• TO DO
1 – From the post about coming home from retreat below, list every word the writer uses to describe how they felt.
2 – Please carry the post about coming home from retreat further, picking up after its last sentence.

• TEXT

****

16358333_10206152087401458_1902787074_nBe Here Now Sangha at the airport!

Mike and I returned home around midnight on Friday, January 27th, after spending three weeks on retreat at Deer Park Monastery, and were greeted at the airport by some of our sangha friends sitting on meditation cushions in front of a bell – it was such a lovely welcoming! In one instance I was feeling tired and weary from a long day and late night and in the next I was refreshed – what wonders a community can bestow! My heart filled with so much joy when I saw their smiling faces. It was the best surprise!

Yesterday, I began feeling a bit overwhelmed with all the things needing to be done. Then I practiced to recognize my feelings and embrace them with care. My next step was determining what needed the most tending to and what could wait. It’s important to me to transition slowly and not do too many things right away, or all at once.

****

• DATA PROVIDED
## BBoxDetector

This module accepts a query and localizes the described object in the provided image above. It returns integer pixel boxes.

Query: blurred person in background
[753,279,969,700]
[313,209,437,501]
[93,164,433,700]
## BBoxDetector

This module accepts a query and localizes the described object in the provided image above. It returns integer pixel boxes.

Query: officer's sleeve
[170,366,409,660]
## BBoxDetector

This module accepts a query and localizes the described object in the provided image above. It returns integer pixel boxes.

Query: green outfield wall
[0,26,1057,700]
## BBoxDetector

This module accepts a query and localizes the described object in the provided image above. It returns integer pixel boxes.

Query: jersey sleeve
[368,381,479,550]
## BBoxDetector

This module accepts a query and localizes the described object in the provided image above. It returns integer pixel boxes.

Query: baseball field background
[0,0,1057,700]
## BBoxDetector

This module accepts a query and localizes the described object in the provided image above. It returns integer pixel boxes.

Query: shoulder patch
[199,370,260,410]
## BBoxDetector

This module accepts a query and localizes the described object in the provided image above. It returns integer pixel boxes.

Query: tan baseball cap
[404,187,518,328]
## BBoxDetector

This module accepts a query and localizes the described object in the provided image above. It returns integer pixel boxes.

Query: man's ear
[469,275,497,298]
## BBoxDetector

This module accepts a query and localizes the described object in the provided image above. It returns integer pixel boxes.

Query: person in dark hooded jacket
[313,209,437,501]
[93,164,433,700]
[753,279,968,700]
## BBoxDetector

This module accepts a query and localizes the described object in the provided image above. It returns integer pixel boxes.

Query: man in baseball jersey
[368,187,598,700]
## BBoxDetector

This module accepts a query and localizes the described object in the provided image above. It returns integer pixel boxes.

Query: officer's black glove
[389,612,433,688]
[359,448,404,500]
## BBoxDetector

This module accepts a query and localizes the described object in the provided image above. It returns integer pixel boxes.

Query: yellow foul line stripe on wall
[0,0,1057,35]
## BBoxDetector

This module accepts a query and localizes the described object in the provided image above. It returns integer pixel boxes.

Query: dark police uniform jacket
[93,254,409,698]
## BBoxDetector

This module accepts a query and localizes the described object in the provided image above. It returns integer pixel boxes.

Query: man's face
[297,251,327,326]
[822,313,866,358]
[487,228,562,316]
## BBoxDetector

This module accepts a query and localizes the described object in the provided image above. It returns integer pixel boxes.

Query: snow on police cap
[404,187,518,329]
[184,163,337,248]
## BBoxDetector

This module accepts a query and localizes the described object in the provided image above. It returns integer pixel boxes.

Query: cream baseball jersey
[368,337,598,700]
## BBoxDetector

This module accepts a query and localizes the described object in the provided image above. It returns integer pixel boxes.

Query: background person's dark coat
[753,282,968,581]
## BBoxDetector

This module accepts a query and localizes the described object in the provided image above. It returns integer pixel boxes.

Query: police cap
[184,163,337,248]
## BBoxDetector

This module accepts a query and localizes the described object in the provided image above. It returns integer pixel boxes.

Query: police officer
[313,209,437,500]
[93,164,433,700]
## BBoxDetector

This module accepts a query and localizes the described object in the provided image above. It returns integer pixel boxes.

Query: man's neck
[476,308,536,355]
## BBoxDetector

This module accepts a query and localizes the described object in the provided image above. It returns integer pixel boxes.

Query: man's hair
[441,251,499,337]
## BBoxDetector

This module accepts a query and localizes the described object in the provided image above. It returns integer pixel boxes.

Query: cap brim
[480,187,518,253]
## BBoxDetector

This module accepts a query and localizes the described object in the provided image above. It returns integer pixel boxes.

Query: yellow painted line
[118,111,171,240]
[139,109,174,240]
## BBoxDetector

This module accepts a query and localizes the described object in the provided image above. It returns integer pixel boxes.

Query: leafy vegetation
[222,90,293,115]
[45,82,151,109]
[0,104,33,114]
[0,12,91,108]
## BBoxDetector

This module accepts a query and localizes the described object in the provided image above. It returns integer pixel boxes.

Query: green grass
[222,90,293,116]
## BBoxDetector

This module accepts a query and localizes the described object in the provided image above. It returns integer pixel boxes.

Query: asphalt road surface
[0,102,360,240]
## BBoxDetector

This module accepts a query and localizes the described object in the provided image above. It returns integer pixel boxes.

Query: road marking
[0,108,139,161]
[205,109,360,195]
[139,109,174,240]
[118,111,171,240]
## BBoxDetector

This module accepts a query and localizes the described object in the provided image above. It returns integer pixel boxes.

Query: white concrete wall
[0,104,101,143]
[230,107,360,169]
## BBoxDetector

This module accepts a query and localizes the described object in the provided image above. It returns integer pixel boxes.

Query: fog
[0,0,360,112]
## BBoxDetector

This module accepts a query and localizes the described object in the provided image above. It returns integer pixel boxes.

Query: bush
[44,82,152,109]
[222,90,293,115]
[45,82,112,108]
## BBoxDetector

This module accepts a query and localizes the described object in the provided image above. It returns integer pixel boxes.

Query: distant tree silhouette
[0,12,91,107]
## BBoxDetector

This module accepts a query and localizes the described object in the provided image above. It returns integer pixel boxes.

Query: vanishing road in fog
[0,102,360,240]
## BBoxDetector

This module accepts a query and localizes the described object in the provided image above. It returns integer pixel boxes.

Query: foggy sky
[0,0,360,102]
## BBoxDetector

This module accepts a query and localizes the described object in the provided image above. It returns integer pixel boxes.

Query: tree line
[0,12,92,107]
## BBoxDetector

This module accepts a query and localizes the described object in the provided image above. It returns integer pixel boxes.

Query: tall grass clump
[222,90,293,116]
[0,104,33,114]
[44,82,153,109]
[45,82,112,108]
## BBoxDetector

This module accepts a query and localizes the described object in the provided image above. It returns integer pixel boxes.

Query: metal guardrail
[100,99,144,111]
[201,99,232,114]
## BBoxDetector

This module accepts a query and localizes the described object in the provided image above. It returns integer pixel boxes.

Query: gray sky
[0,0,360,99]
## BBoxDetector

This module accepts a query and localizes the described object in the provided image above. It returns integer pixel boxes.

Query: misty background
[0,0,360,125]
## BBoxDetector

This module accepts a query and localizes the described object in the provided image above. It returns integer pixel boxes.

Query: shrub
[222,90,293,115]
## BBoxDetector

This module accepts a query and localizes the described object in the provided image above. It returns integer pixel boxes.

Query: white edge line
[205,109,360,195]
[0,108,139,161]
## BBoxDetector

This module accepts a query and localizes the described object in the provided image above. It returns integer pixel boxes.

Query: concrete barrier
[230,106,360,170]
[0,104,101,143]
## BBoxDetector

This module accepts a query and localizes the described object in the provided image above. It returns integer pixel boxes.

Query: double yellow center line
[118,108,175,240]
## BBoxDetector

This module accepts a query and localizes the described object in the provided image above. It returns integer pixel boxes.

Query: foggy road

****

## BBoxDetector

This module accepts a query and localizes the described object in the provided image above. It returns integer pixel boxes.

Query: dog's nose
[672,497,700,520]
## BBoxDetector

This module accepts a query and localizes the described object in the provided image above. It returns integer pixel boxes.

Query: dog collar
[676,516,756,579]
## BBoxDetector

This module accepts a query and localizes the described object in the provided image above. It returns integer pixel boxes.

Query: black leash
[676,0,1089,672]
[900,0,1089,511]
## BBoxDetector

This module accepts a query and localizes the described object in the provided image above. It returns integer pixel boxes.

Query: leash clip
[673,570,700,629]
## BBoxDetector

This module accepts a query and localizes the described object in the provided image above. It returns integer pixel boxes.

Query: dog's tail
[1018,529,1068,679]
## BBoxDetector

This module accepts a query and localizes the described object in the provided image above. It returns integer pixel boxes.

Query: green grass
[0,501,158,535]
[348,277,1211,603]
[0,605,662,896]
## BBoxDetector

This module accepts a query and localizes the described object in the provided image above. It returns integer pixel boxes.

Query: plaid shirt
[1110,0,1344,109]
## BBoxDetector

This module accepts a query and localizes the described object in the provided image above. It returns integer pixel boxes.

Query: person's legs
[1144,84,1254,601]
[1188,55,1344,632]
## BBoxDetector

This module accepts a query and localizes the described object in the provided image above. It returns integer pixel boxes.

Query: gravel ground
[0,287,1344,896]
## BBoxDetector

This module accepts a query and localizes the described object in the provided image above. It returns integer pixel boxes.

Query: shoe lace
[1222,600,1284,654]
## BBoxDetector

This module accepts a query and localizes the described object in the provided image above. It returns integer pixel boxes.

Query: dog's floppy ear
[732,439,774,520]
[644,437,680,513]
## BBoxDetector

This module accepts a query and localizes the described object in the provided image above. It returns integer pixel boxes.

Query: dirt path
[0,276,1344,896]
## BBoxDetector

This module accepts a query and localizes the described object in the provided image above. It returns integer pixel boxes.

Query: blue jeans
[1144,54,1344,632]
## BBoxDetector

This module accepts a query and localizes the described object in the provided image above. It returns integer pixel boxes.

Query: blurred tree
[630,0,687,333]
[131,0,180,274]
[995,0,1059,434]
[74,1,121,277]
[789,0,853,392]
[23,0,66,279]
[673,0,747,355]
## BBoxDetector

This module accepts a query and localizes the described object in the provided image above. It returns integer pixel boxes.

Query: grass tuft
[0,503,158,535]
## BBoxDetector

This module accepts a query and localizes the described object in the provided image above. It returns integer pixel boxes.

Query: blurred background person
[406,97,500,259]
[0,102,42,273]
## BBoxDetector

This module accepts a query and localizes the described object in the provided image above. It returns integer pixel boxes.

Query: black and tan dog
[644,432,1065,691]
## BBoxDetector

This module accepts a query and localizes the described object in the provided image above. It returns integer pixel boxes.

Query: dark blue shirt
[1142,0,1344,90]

****

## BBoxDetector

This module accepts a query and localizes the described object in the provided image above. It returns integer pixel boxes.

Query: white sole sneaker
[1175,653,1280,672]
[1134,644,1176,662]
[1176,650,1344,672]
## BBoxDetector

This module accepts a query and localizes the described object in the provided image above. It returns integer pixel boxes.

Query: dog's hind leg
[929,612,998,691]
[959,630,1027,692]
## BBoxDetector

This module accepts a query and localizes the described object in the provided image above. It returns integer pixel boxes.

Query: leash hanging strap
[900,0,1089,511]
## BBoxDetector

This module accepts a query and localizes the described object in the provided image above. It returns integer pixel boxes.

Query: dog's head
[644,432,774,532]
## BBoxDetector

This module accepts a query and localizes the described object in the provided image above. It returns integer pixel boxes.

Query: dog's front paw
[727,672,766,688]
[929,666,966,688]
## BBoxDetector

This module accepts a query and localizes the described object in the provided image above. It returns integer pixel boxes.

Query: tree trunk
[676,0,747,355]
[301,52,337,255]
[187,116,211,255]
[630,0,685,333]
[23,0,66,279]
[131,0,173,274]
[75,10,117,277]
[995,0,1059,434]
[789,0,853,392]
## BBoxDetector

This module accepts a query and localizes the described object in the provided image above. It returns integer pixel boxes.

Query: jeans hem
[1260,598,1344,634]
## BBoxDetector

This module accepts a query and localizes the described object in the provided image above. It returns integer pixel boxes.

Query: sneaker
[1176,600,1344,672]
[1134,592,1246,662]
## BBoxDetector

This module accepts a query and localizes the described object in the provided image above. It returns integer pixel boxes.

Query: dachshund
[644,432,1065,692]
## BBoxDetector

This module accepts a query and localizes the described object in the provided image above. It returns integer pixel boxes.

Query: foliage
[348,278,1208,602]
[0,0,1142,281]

****

• ANSWERS TO THE TASKS
1 – tired, weary, refreshed, joy, overwhelmed

2 –
I went to the Good Food Store (our local, natural food market) and managed to time my trip there in what is often their busiest period: around lunchtime. I stood outside by my car for a few breaths, contemplating briefly whether or not I did, in fact, have to go in there. Quickly determining that being out of food in the house wasn’t really manageable, I took a few more breaths, grounded myself in my body, and prepared to enter the store with openness and joy. All things considered, it went swimmingly, though I was quite relieved when I was done and leaving.

After being sequestered in a monastery for three weeks, external stimulus takes some getting used to. There’s an adjustment period involved. So, I’m adjusting to a new rhythm and pattern and sway.

AND, I have daily writings that I’ll now start to share that I wrote while on retreat – so get ready for lots of words and pictures!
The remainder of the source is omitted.